** BEGIN DATA SUPPLIED **
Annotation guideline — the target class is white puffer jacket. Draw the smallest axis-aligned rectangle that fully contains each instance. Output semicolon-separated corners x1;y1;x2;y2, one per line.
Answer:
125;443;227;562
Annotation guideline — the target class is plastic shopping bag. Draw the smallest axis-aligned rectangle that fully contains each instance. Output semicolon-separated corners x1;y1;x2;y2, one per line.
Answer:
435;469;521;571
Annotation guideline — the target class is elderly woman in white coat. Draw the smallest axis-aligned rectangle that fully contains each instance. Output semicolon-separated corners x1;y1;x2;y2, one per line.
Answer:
** END DATA SUPPLIED **
**TASK TO COMPLETE:** Rewrite the records above, replacing every "rectangle" with "box" and keeping all else unchanged.

**OUTPUT OF THE EXERCISE:**
Annotation guideline — the target class is white puffer jacket. Draw the smallest axis-aligned box that fully contains each instance. Output semicolon-separated corners x1;y1;x2;y2, one per line.
Answer:
125;443;227;562
Annotation guideline — the target class is plastic shopping bag. Draw the smallest axis-aligned box that fully contains each instance. Output semicolon-separated corners x1;y1;x2;y2, one per line.
Answer:
435;469;521;571
Annotation guideline — the target class is elderly woman in white coat. Draw the smallest axis-aligned box that fully contains each instance. Output semicolon-separated corners x1;y1;x2;y2, one per line.
Answer:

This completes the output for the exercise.